## Problems to solve
[A] Please translate this sentence from the text on dealing with symptoms into Spanish: "Most experienced counselors advocate a gentle but direct approach."
[B] Transcribe the text on dealing with symptoms from "In general, men" to "their abortion decision.".

## Exercise passage
+ + +

DEALING WITH SYMPTOMS
To be most effective, ideally a man should receive counsel from another man when dealing with the grief and shame caused by an abortion decision. A man may better assist another man struggling with the loss of his child and fatherhood. However, women have been very successful counseling men.
In general, men are more successful than women at burying their feelings after an abortion. If a man fails to face the emotional aftermath of losing his child to abortion within the first couple of months, he will often suppress it for many years, making it more difficult to face. Many men acknowledge various problems in their life without connecting them to a previous abortion decision.
Society makes it doubly tough for men to deal with the aftermath of abortion. First, most in the secular realm don’t even acknowledge the existence of Post-Abortion Stress (PAS) in women. Secondly, men are often taught as children that it is less than manly to show weakness or cry. As a result, men have no societal incentive to realistically deal with their abortion decision.
When addressing post-traumatic stress in men, it is not effective to approach it from the angle of PAS. Men tend to be compartmental thinkers. A vast majority of them have bought into the false rhetoric that abortion is solely a woman’s decision. Talking to them about PAS will enforce their belief that this is something that only affects women.
Instead of PAS, a man may be more open to talking about and dealing with the loss of his child in the general context of abortion. That loss has affected him dramatically. However, he may not yet be aware that it is the root-cause of his problems. It may be helpful to talk about the symptoms commonly experienced by other men after an abortion decision. When he realizes that he shares many of those symptoms, he is more apt to look at the cause for his problems in a new light.
Most experienced counselors advocate a gentle but direct approach. This is no time for subtlety. Tell him it’s OK to grieve for the baby he will never see or hold in his arms. Let him cry for his profound loss. Let him cry as much and as often as he needs to. He needs to grieve the loss and shame.

+ + +

## Extracted material
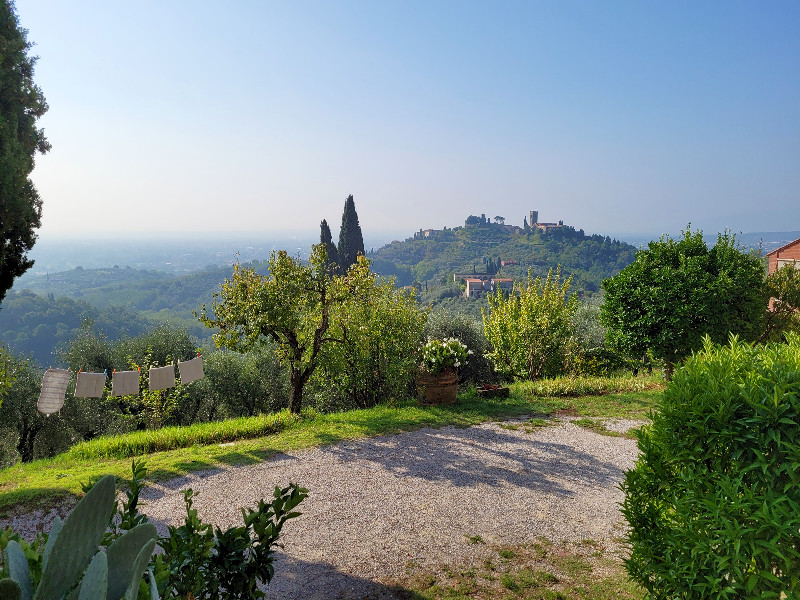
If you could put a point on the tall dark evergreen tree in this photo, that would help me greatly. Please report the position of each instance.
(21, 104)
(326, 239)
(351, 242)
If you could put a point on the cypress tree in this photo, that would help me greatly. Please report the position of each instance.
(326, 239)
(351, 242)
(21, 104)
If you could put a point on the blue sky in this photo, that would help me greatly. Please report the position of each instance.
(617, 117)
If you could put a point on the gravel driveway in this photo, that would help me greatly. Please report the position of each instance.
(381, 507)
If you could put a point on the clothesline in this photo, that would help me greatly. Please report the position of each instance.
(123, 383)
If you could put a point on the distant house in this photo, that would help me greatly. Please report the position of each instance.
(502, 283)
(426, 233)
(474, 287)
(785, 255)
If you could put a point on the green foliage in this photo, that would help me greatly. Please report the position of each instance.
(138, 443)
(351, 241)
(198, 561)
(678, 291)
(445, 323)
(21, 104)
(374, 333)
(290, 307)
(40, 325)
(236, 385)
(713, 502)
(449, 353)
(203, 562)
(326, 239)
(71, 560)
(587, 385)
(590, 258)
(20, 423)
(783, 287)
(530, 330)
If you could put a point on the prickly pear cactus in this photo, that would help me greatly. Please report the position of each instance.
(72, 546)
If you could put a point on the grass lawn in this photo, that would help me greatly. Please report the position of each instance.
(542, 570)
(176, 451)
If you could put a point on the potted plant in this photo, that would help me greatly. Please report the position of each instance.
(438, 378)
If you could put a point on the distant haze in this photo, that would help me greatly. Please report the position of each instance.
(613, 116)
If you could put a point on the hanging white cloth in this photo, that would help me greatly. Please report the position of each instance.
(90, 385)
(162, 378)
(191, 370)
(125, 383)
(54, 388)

+ + +

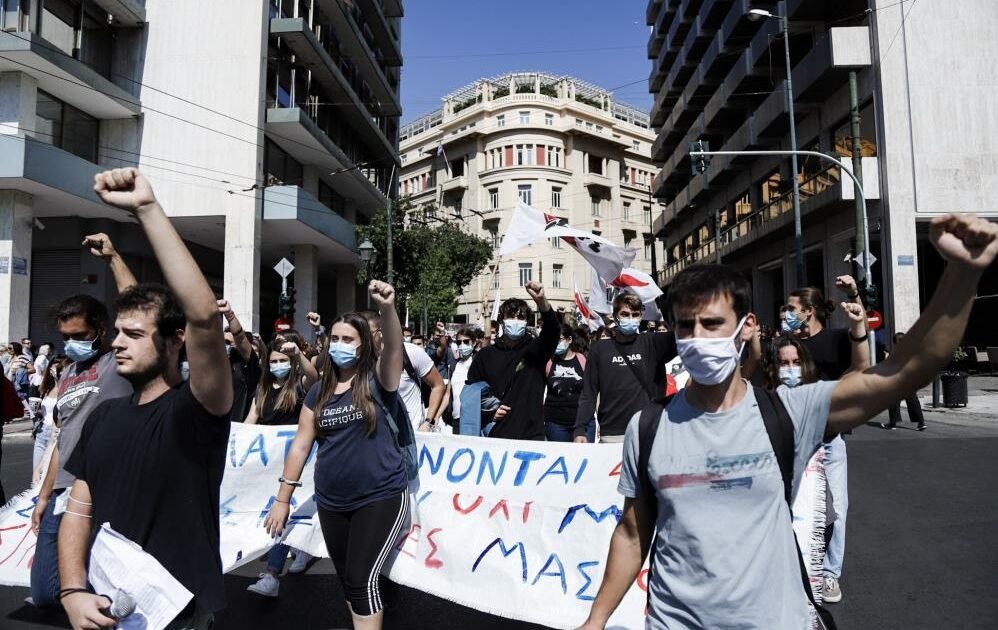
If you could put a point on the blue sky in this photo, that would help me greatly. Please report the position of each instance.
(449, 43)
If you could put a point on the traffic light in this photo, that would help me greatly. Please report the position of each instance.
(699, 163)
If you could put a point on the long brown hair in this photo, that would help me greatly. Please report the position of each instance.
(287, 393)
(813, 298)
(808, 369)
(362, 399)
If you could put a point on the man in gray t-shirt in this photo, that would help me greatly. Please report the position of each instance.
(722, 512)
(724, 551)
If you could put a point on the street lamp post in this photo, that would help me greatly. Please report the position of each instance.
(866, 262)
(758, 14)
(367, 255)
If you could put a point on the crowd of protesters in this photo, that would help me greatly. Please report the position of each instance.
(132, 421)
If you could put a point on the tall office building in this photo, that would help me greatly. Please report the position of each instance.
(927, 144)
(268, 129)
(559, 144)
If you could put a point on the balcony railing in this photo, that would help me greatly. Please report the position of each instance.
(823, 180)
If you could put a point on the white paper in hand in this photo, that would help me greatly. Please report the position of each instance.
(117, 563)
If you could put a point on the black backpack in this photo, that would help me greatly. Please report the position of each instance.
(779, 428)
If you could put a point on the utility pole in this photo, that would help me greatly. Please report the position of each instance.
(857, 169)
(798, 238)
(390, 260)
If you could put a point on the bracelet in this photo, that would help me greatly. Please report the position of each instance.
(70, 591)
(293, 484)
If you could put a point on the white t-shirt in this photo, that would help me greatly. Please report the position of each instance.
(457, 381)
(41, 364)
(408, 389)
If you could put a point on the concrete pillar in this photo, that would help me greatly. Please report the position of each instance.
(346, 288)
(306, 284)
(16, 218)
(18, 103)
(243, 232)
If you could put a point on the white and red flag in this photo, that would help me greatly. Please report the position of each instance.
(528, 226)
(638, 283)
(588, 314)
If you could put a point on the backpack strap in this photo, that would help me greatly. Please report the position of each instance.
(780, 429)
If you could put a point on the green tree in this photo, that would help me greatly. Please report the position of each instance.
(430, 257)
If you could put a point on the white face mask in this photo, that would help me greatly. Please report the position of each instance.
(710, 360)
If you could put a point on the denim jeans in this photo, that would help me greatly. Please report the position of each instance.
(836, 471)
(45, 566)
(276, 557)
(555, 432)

+ + +

## List of answers
[A] La mayoría de los consejeros con experiencia recomiendan un enfoque suave pero directo.

[B]
In general, men are more successful than women at burying their feelings after an abortion. If a man fails to face the emotional aftermath of losing his child to abortion within the first couple of months, he will often suppress it for many years, making it more difficult to face. Many men acknowledge various problems in their life without connecting them to a previous abortion decision.
Society makes it doubly tough for men to deal with the aftermath of abortion. First, most in the secular realm don’t even acknowledge the existence of Post-Abortion Stress (PAS) in women. Secondly, men are often taught as children that it is less than manly to show weakness or cry. As a result, men have no societal incentive to realistically deal with their abortion decision.